* Required task *
Locate every line in the entries below that contains the word "window" and copy each of those lines in full. Case matters.

Image point annotation entries
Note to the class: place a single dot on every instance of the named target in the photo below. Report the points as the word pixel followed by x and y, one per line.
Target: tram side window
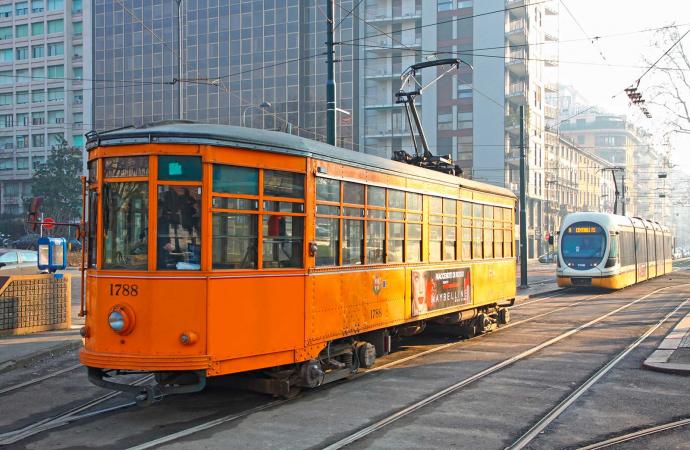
pixel 466 248
pixel 125 225
pixel 179 221
pixel 235 241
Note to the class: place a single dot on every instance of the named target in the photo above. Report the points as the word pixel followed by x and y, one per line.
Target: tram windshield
pixel 583 245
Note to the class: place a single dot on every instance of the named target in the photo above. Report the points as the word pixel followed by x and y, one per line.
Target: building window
pixel 38 96
pixel 22 75
pixel 56 5
pixel 57 71
pixel 22 97
pixel 56 49
pixel 21 31
pixel 22 53
pixel 37 51
pixel 6 55
pixel 56 26
pixel 445 5
pixel 37 28
pixel 38 140
pixel 21 8
pixel 56 94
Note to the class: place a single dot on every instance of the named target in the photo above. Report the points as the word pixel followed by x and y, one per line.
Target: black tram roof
pixel 187 132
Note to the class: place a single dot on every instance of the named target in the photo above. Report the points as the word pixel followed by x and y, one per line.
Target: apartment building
pixel 44 95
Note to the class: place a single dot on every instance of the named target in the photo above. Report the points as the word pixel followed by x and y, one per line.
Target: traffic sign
pixel 48 223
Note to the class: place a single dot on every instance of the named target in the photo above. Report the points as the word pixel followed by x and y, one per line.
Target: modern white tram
pixel 611 251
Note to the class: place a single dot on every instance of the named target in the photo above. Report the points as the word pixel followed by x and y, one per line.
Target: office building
pixel 44 95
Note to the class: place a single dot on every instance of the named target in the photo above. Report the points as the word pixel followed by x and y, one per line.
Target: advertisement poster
pixel 439 289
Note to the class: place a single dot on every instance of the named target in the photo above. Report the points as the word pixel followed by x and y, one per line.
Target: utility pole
pixel 180 60
pixel 523 203
pixel 330 83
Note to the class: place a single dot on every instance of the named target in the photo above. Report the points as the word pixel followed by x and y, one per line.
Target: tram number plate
pixel 124 290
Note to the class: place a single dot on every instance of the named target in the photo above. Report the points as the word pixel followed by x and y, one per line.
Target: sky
pixel 603 69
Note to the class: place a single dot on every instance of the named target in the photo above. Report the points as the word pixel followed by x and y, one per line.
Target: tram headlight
pixel 117 321
pixel 121 319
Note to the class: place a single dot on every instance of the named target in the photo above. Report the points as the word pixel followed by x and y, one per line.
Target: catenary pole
pixel 523 203
pixel 330 83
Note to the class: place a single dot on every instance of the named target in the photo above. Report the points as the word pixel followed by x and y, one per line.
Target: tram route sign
pixel 439 289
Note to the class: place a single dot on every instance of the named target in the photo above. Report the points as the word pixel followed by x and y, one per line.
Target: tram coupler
pixel 146 394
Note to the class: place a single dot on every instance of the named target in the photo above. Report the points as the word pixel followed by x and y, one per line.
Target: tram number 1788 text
pixel 125 290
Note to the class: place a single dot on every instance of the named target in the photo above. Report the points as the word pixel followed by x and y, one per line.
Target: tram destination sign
pixel 439 289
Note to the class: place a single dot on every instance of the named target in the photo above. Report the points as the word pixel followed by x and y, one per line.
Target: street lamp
pixel 263 106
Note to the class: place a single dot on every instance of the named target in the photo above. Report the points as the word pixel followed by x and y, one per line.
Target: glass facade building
pixel 44 97
pixel 255 63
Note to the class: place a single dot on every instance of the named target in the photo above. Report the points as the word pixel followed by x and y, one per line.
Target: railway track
pixel 69 416
pixel 37 380
pixel 628 437
pixel 237 416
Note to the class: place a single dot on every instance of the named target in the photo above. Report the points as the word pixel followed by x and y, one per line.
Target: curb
pixel 659 359
pixel 56 350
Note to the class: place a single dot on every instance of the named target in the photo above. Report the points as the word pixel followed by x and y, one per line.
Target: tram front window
pixel 583 245
pixel 125 225
pixel 178 244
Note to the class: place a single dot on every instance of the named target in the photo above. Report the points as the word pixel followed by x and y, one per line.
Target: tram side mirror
pixel 313 247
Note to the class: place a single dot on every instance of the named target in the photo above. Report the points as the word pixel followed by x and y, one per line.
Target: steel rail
pixel 38 379
pixel 637 434
pixel 66 417
pixel 236 416
pixel 549 418
pixel 366 431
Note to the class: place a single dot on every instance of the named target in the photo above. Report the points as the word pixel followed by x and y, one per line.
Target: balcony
pixel 516 61
pixel 517 31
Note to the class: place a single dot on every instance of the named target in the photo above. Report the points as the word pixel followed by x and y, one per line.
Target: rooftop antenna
pixel 410 89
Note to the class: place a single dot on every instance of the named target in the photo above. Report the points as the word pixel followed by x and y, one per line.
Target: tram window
pixel 125 225
pixel 353 193
pixel 235 203
pixel 435 243
pixel 235 180
pixel 466 243
pixel 396 199
pixel 376 235
pixel 413 243
pixel 235 241
pixel 288 207
pixel 449 243
pixel 282 241
pixel 328 241
pixel 327 190
pixel 179 168
pixel 93 229
pixel 353 242
pixel 283 184
pixel 396 236
pixel 126 166
pixel 376 196
pixel 178 245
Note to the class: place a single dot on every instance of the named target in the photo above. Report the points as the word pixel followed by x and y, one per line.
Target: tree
pixel 671 93
pixel 57 181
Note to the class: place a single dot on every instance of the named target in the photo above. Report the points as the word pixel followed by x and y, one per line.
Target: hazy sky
pixel 599 77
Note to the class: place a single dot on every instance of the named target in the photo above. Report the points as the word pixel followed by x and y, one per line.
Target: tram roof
pixel 187 132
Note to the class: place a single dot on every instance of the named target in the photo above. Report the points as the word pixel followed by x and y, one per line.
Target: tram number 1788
pixel 125 290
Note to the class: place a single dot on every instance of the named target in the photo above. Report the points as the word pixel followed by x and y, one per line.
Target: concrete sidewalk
pixel 16 351
pixel 673 354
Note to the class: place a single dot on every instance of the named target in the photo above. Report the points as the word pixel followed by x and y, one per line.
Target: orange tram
pixel 217 250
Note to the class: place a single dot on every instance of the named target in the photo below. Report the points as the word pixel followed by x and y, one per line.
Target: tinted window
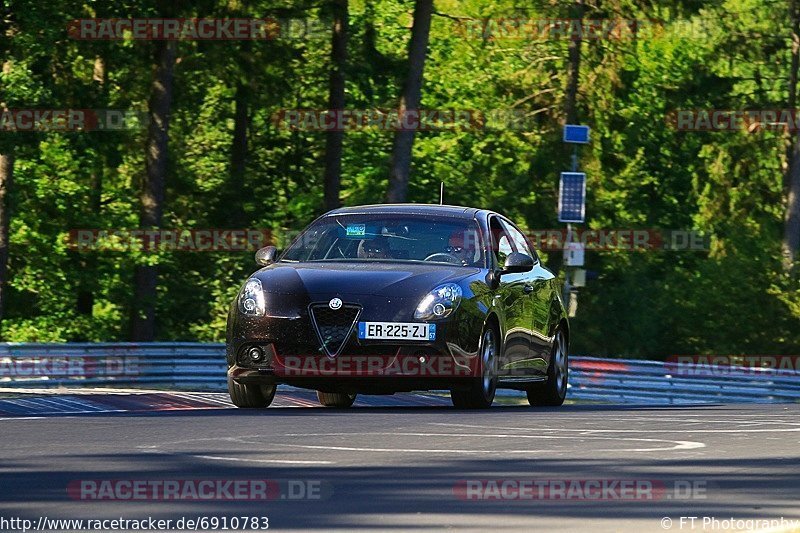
pixel 520 243
pixel 389 238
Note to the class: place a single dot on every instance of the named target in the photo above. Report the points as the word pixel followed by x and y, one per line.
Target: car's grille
pixel 333 327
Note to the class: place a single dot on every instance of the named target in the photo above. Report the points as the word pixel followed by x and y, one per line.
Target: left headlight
pixel 251 299
pixel 441 302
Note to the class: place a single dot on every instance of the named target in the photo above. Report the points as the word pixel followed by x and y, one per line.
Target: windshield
pixel 367 237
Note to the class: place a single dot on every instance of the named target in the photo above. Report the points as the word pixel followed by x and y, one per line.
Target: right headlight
pixel 439 303
pixel 251 299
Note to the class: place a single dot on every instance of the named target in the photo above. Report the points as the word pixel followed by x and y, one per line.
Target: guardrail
pixel 201 366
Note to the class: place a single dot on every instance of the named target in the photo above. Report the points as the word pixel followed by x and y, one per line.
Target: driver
pixel 374 249
pixel 461 245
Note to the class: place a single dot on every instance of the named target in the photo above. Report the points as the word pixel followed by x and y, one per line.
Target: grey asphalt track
pixel 405 462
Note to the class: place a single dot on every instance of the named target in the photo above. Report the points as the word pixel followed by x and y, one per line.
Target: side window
pixel 520 243
pixel 501 242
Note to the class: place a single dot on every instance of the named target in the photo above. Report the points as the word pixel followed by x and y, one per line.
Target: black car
pixel 389 298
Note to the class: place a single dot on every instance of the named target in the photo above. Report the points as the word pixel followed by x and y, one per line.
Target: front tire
pixel 481 393
pixel 336 399
pixel 554 390
pixel 247 396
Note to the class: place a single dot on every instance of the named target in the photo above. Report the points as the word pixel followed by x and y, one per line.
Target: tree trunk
pixel 791 234
pixel 6 180
pixel 239 152
pixel 335 139
pixel 410 101
pixel 88 263
pixel 152 196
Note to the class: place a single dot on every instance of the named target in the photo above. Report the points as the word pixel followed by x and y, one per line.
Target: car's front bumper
pixel 293 353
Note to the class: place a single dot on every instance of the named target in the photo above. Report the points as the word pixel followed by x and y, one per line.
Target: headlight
pixel 251 299
pixel 439 303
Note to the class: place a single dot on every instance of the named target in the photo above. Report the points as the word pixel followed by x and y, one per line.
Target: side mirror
pixel 518 262
pixel 266 256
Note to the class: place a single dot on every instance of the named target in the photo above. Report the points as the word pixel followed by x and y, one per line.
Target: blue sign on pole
pixel 574 133
pixel 572 197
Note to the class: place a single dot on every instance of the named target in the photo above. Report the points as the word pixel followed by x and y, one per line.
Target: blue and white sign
pixel 572 197
pixel 574 133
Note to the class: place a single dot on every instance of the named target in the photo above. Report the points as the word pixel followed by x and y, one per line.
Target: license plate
pixel 404 331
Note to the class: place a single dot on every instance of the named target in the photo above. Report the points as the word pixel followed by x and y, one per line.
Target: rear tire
pixel 248 396
pixel 481 393
pixel 554 391
pixel 336 399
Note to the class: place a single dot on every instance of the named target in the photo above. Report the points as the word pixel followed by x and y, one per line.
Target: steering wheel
pixel 440 257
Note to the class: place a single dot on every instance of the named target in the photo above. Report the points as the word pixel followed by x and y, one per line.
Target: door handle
pixel 528 289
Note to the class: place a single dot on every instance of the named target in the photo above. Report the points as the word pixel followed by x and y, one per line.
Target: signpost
pixel 572 197
pixel 572 209
pixel 574 133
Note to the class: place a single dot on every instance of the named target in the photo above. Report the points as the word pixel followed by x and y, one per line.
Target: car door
pixel 513 300
pixel 537 294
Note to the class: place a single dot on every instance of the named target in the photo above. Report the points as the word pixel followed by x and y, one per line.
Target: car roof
pixel 409 209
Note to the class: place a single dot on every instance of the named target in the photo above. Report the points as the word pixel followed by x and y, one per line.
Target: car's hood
pixel 391 280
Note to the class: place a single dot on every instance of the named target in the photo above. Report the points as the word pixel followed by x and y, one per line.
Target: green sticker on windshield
pixel 356 230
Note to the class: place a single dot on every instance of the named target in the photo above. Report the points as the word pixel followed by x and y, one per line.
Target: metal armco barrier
pixel 201 366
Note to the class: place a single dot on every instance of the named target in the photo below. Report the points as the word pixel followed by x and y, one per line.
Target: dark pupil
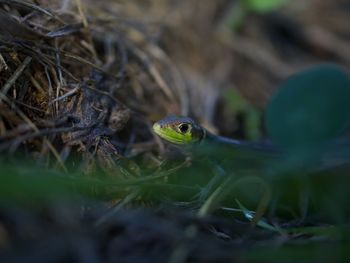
pixel 184 128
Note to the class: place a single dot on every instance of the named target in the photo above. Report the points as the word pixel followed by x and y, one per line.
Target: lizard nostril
pixel 184 127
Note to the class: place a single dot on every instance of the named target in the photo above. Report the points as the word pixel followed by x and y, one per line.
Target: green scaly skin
pixel 186 132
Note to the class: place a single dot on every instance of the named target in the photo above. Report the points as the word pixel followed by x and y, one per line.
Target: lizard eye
pixel 184 127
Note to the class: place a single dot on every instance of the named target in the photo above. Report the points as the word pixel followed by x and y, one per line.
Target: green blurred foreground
pixel 295 210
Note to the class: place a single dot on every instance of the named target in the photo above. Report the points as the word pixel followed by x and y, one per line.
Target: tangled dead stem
pixel 82 81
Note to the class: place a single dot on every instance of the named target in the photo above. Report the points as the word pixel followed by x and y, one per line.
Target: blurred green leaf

* Task answer *
Target: tram side window
Target: building window
Target: tram front window
Target: tram window
Target: tinted window
Target: side window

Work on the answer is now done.